## Exercise goal
Identify each line below that contains the word "sailboat", and copy it out.

## Entries taken from a collection
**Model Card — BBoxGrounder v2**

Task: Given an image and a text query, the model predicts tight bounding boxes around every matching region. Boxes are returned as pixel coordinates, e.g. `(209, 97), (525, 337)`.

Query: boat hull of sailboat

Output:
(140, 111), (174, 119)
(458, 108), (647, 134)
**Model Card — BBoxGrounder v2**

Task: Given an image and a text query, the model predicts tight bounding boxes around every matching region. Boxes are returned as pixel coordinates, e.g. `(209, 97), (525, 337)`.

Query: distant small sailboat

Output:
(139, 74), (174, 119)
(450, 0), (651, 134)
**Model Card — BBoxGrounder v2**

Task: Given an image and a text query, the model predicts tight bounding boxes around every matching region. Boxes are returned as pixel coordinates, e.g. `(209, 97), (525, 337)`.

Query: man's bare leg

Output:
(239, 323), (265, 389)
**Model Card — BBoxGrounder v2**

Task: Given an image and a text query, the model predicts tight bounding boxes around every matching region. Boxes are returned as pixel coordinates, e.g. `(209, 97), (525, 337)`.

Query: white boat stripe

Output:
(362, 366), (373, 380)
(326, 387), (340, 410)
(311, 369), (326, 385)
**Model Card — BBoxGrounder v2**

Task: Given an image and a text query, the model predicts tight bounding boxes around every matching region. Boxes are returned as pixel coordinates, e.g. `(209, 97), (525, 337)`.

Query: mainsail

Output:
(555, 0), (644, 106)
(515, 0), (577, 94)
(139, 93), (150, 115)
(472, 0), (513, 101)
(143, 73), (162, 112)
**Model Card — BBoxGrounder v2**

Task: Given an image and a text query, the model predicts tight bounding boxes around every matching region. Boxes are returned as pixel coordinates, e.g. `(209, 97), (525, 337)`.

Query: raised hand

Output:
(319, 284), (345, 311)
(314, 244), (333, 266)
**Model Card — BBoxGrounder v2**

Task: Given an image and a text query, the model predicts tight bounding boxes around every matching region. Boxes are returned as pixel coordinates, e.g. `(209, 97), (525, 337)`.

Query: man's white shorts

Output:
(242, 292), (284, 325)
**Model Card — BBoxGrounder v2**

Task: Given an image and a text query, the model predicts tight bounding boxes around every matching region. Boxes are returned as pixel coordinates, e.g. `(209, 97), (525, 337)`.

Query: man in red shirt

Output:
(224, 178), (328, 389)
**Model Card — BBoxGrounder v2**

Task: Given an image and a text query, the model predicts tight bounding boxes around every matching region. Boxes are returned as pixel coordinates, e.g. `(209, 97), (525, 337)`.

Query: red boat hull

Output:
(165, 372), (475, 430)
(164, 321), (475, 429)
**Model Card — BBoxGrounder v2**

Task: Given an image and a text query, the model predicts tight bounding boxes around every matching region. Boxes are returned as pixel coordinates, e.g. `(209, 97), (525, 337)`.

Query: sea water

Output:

## Solution to the exercise
Query: boat hull of sailboat
Query: distant small sailboat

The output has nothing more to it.